## Given instruction
Copy exactly the run of lines that begins at the line with "Where can the shrub" and ends at the final line of the entries.

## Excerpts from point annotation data

-----

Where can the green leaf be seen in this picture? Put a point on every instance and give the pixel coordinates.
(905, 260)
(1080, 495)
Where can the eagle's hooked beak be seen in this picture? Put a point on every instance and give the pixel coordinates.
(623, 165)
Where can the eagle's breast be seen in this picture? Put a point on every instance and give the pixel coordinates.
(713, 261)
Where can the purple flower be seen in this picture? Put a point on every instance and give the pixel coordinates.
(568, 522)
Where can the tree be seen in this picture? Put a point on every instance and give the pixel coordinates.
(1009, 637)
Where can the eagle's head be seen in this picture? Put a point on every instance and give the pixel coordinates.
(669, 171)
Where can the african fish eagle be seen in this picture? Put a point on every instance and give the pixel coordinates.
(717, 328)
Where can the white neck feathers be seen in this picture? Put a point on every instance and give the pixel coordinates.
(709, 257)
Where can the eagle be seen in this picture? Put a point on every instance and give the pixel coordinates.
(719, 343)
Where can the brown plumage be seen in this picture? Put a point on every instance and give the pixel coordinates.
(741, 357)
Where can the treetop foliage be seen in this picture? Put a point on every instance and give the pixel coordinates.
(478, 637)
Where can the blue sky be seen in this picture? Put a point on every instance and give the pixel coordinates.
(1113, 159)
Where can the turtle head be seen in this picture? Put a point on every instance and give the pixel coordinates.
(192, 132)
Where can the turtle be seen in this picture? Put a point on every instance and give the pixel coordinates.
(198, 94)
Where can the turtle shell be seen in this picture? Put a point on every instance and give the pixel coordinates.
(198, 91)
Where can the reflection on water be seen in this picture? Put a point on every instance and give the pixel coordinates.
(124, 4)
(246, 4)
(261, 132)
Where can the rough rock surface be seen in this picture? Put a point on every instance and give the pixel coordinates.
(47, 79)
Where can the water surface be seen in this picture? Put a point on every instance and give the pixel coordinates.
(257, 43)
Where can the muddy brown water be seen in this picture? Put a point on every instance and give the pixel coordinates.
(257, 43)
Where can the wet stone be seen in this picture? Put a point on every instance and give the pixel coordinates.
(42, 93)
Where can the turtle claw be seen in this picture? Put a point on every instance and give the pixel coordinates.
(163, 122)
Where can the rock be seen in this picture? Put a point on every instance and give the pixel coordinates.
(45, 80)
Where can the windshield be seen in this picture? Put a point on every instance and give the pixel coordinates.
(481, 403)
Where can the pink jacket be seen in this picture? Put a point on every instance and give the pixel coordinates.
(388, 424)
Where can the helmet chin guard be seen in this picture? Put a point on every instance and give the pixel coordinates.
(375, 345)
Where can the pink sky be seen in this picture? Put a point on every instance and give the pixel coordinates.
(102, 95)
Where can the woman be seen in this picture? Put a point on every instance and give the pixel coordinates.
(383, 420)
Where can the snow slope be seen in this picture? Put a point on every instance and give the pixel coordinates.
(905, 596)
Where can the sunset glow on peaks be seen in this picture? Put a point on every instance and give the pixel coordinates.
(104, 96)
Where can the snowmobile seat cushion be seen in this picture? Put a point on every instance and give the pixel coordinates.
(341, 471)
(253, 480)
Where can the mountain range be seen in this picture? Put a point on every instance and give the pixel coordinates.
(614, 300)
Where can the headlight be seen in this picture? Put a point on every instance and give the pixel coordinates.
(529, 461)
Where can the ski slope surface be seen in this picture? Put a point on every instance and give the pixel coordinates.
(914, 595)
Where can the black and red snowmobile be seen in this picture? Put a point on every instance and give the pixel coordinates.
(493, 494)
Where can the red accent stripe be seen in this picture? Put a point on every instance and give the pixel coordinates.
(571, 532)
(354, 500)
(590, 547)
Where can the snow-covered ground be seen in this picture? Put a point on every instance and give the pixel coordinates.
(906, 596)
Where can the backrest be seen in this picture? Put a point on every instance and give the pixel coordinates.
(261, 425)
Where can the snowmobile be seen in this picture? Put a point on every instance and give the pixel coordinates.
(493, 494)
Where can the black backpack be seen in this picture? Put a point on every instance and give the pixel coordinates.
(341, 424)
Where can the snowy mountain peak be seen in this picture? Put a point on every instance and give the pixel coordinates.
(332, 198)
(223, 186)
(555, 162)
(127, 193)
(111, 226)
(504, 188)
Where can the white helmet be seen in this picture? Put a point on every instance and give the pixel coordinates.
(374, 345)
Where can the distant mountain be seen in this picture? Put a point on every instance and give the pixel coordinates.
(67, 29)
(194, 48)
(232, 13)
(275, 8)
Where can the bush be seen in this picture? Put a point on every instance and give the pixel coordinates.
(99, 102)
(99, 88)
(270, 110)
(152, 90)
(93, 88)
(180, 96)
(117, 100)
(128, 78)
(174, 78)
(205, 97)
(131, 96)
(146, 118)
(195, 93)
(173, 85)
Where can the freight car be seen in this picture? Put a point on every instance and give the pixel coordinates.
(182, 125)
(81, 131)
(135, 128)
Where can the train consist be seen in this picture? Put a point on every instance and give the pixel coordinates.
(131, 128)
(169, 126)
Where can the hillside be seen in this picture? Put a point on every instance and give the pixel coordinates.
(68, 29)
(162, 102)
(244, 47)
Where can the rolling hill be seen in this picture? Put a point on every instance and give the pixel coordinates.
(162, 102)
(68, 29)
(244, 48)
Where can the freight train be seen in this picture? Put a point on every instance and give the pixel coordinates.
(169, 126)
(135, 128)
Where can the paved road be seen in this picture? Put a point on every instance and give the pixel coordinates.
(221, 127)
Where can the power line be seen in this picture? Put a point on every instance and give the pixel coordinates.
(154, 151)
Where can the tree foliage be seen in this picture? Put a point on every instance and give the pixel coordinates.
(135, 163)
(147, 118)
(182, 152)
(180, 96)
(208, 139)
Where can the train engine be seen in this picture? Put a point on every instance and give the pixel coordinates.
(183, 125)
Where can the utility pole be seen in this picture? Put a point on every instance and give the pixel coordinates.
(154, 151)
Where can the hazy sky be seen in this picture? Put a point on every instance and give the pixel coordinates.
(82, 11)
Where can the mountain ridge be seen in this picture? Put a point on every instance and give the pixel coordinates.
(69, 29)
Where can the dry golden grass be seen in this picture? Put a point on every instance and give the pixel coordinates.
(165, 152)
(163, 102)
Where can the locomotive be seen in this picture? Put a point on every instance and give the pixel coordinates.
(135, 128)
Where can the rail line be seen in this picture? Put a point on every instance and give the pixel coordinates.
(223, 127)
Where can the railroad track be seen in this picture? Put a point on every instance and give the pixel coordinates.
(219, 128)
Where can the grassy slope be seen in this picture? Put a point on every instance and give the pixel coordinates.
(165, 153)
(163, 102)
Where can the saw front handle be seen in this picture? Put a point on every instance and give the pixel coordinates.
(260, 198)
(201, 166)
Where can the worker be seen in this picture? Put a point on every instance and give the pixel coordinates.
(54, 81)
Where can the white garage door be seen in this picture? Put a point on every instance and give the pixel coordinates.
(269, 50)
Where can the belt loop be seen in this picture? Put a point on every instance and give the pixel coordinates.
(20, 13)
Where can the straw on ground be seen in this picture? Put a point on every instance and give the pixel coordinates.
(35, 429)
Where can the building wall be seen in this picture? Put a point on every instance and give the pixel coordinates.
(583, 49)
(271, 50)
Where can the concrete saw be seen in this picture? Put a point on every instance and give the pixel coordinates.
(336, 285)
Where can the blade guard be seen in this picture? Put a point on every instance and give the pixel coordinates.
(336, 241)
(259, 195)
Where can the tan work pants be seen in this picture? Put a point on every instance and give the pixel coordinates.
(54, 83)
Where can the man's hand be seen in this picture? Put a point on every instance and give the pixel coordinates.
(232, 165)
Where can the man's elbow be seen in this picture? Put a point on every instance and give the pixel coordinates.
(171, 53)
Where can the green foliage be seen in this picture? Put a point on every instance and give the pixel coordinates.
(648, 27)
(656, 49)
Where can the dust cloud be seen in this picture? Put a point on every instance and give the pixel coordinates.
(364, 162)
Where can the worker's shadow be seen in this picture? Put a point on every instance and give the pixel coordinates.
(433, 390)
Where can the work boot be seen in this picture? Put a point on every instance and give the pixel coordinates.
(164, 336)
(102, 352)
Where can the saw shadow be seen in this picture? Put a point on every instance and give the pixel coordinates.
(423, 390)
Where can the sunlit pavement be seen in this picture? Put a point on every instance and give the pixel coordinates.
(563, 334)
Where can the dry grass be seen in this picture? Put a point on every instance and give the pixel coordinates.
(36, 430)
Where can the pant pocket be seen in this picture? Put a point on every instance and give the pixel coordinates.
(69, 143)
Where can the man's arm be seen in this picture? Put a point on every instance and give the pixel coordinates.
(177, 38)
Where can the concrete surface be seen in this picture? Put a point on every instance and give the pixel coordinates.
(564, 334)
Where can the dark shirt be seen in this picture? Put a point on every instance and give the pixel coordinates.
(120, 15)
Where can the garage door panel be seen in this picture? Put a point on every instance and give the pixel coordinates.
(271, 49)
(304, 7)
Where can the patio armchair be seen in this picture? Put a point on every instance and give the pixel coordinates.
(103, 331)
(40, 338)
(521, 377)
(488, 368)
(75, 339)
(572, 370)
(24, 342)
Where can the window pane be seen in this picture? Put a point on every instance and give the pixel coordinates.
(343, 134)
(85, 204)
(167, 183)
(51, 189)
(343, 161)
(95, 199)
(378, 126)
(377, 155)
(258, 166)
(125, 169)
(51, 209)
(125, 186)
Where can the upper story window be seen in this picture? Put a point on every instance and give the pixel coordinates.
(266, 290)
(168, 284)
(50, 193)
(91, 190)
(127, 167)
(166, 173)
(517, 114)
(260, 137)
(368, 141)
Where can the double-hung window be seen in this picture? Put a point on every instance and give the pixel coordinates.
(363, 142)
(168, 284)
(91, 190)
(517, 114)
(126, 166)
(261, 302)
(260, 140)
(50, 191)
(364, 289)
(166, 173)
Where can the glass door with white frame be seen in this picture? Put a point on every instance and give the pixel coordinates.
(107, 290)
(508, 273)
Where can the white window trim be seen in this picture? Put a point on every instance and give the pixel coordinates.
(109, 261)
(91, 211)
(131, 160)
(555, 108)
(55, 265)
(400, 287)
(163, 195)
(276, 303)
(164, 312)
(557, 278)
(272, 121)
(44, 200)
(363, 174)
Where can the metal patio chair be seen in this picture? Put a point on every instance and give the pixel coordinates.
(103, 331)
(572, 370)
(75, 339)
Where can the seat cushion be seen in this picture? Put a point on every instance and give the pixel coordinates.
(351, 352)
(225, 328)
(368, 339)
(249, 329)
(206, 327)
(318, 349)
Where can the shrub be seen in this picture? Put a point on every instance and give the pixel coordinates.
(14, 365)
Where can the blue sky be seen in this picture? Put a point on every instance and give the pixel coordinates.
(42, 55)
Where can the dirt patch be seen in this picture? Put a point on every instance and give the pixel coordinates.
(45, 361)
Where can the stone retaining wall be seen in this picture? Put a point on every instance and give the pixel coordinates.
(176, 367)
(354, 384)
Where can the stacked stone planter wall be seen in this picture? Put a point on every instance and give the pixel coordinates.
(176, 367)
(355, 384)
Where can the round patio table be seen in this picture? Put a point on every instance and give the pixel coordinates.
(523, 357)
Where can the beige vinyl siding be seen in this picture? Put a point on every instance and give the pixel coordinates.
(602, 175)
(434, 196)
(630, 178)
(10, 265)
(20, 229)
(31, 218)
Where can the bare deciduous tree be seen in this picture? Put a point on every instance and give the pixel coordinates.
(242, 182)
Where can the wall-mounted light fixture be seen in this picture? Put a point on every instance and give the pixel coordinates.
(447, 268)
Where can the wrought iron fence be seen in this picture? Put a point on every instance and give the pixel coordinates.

-----

## Exercise answer
Where can the shrub be seen in this picture? Put a point on every instance and give the pixel coordinates.
(14, 365)
Where can the blue sky be seen in this picture? Put a point on every instance and give the pixel coordinates.
(42, 55)
Where can the dirt patch be seen in this picture? Put a point on every instance and give the pixel coordinates.
(45, 361)
Where can the stone retaining wall be seen in this picture? Put a point on every instance and give the pixel coordinates.
(176, 367)
(354, 384)
Where can the stacked stone planter wall be seen in this picture? Put a point on every instance and give the pixel coordinates.
(176, 367)
(355, 384)
Where can the round patio table be seen in this picture? Put a point on every instance and give the pixel coordinates.
(523, 357)
Where can the beige vinyl siding be seen in this picture? Put a point on every instance and give the pixel coordinates.
(602, 175)
(434, 196)
(630, 178)
(10, 265)
(20, 229)
(31, 218)
Where can the bare deciduous tree be seen in this picture? Put a point on every instance and give the pixel coordinates.
(242, 182)
Where can the wall-mounted light fixture be seen in this picture? Put a point on every instance and give the pixel coordinates.
(447, 268)
Where can the wrought iron fence be seen in this picture? Put a point on every instance and give the pixel coordinates.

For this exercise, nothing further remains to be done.